(A run of rows)

════

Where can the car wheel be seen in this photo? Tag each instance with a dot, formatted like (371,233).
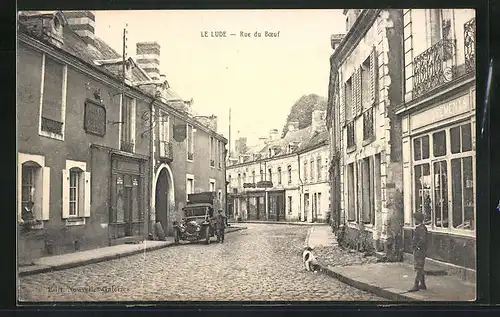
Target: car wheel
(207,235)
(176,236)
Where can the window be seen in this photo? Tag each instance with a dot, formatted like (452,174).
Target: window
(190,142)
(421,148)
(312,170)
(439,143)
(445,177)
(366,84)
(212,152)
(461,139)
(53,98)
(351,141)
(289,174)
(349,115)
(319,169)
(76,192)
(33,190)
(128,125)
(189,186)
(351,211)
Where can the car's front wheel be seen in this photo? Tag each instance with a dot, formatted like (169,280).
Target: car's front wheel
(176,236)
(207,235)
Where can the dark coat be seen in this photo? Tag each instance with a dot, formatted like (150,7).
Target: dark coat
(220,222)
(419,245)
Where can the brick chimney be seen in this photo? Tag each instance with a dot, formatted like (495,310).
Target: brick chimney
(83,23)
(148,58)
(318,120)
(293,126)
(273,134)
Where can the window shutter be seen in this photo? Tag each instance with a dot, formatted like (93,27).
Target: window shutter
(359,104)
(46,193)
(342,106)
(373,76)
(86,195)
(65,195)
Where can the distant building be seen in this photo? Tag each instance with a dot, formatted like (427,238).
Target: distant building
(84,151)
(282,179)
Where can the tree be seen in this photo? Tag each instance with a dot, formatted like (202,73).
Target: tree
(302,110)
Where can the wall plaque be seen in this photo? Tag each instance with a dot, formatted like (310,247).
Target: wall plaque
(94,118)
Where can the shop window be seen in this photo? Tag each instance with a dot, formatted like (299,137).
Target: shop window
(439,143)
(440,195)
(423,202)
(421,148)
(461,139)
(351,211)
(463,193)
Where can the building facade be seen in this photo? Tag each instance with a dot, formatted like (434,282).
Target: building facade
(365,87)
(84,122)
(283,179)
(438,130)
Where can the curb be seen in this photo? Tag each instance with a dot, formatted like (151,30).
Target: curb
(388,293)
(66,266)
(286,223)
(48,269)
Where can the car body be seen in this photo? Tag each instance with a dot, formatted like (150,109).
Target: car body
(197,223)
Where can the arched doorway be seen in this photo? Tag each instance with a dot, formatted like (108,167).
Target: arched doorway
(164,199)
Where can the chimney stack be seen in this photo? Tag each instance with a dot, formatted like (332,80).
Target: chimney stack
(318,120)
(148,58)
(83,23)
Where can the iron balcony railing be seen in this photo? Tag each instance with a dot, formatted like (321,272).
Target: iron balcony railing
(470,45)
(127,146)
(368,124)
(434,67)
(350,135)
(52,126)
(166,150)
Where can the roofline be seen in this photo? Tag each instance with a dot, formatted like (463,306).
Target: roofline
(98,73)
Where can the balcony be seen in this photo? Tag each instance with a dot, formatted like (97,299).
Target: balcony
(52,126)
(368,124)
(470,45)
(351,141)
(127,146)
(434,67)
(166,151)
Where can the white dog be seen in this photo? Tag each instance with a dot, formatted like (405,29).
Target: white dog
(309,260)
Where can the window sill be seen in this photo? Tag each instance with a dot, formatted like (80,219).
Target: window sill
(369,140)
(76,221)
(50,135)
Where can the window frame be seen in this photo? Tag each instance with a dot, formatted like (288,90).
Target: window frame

════

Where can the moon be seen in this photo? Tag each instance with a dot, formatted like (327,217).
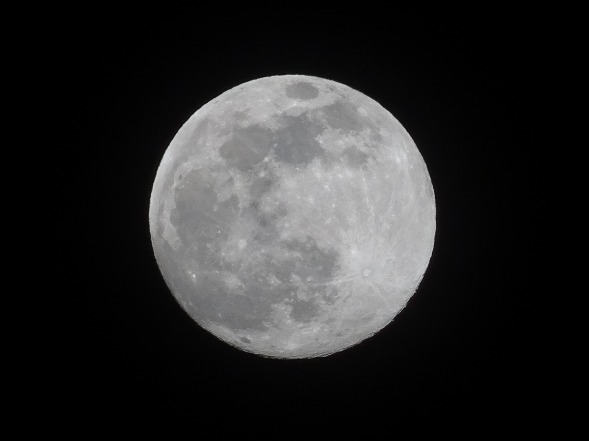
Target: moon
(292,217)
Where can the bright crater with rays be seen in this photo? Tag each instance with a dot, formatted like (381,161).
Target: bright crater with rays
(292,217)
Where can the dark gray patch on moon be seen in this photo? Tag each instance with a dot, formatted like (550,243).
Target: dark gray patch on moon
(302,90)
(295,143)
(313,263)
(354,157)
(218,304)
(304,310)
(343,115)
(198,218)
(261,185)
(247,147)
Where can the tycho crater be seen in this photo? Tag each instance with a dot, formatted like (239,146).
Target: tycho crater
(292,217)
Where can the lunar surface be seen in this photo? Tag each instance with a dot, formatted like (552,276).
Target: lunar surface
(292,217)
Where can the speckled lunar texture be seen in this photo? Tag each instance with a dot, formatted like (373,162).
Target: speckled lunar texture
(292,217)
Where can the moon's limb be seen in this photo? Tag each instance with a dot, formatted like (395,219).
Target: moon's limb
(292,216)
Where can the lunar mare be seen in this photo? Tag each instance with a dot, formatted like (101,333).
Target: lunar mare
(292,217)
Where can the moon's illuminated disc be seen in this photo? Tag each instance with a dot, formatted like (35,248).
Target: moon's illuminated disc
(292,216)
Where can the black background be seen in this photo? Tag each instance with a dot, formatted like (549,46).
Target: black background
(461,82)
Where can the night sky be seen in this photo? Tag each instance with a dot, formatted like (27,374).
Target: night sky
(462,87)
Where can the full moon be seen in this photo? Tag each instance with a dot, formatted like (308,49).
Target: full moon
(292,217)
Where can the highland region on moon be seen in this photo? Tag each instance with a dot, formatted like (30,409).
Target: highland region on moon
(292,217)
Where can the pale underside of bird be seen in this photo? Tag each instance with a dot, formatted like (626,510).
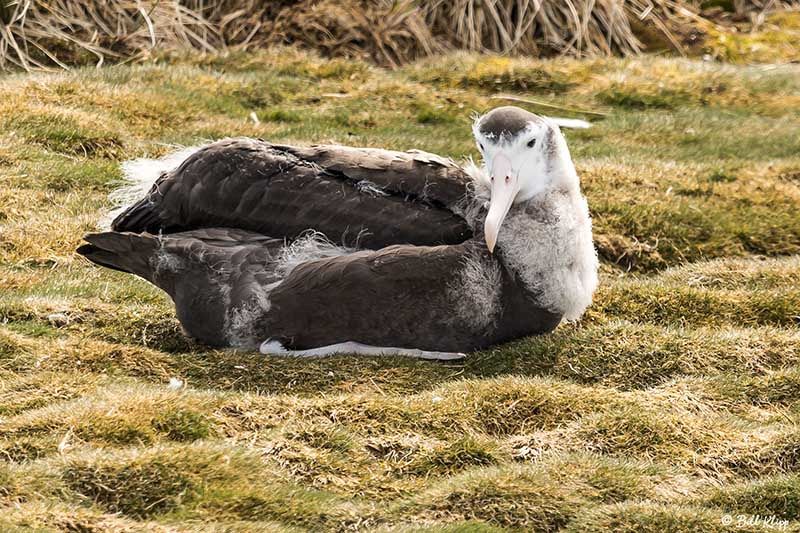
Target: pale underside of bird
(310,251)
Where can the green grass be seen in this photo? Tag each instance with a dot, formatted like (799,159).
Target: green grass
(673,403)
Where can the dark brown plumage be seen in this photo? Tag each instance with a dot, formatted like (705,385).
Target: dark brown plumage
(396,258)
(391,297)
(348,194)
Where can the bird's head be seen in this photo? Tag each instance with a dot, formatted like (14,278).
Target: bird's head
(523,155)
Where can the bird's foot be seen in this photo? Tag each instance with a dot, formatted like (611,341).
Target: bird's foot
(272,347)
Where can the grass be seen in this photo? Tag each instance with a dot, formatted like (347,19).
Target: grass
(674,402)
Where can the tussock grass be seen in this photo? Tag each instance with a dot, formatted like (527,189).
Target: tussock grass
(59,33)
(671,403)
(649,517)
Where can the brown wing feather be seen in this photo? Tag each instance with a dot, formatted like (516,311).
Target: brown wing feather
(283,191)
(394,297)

════

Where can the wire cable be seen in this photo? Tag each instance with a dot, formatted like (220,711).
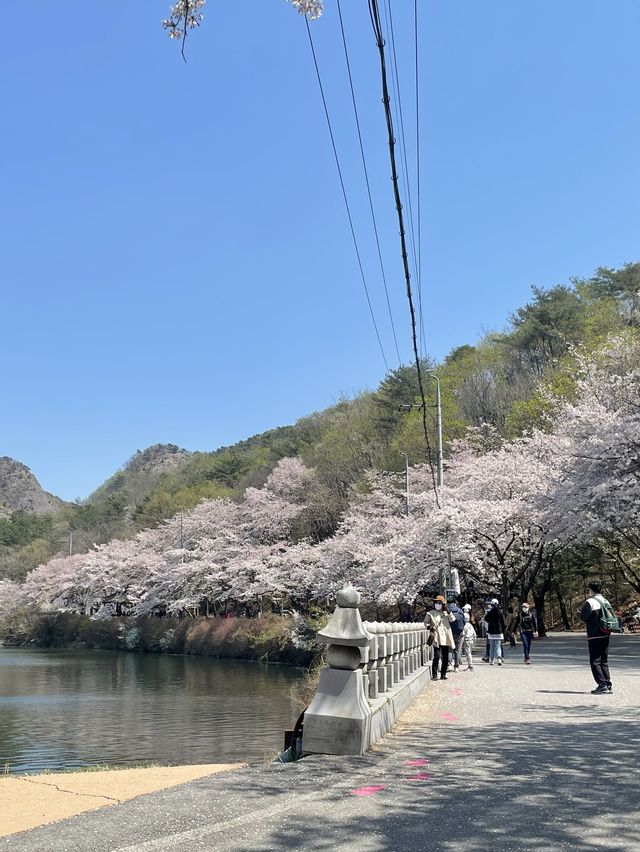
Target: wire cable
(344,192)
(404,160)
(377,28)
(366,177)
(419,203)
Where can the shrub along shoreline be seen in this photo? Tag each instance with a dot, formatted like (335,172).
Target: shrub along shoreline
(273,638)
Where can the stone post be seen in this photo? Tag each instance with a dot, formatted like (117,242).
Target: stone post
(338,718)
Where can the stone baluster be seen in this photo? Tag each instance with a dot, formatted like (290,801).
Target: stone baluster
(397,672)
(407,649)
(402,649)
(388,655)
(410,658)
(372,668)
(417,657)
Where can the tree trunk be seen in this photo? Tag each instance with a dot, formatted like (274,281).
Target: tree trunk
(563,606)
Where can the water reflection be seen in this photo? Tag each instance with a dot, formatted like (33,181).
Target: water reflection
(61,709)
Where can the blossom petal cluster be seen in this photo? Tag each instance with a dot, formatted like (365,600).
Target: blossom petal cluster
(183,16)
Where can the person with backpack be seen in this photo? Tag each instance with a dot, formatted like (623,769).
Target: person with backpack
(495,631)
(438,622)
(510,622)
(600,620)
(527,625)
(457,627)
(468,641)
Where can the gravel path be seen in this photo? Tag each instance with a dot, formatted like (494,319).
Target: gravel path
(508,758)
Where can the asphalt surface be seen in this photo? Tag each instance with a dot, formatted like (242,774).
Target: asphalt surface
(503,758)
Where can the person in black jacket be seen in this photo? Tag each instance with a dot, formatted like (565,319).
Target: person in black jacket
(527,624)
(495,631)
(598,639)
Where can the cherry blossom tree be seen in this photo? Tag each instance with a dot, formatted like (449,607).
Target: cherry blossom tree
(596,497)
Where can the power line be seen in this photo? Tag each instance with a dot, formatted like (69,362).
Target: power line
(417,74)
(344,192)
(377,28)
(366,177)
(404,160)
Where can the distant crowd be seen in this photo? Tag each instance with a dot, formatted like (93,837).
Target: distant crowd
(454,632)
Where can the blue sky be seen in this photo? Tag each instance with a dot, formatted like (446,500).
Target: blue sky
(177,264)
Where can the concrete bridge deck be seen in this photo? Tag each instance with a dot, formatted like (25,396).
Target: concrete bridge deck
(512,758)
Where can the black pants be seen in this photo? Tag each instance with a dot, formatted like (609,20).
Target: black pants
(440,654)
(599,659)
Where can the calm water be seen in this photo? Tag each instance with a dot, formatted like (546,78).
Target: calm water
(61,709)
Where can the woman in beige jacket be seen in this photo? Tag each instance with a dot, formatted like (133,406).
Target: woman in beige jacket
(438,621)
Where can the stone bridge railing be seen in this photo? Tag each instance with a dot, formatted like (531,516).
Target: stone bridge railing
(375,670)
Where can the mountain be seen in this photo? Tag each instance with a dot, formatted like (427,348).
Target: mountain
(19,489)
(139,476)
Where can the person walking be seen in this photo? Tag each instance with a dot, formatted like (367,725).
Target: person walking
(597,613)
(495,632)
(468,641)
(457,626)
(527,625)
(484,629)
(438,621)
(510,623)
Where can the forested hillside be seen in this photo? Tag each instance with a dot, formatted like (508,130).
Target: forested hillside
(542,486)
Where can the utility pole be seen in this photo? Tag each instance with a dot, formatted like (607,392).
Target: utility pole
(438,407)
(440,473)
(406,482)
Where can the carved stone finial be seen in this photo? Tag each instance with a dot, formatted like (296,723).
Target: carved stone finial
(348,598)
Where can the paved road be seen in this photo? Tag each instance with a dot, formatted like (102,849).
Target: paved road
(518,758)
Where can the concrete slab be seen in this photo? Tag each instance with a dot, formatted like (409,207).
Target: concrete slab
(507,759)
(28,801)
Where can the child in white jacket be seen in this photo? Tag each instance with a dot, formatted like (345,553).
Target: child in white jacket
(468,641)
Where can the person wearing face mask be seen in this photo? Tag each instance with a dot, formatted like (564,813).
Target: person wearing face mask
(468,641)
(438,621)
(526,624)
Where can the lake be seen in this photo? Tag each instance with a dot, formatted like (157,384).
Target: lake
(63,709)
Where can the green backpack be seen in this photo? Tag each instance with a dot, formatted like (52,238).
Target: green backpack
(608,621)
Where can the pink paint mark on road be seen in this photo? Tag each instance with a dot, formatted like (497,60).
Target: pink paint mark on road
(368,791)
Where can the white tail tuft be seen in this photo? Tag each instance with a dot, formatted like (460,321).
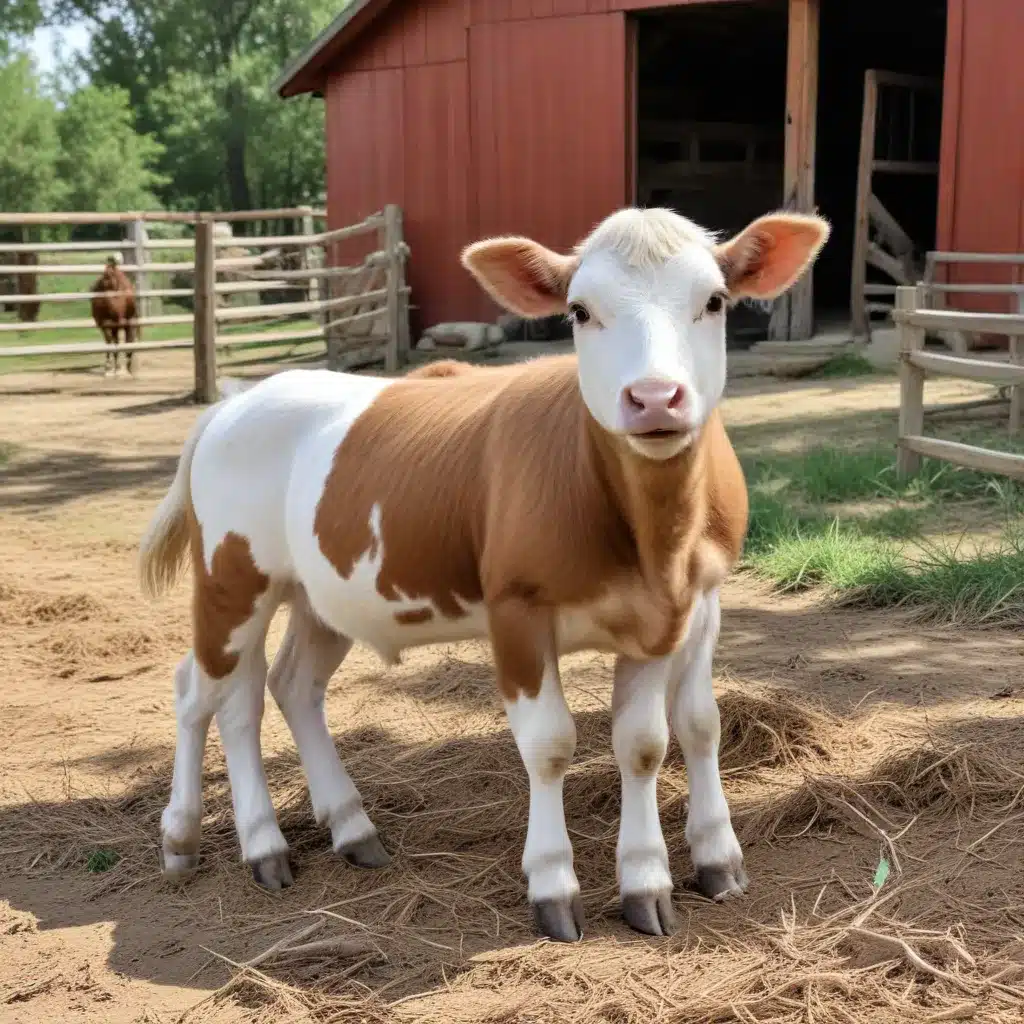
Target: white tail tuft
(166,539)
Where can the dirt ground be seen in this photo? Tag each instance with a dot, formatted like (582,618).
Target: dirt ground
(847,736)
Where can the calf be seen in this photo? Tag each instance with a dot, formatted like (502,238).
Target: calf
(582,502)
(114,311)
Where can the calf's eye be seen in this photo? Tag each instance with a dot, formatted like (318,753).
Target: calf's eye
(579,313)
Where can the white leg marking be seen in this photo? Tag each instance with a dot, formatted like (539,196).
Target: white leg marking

════

• _WHAT THE EXERCISE ASKS_
How many lines in the rows above contain the string "arched", matching case exactly? Reply with the number alone.

• _THE RESULT_
2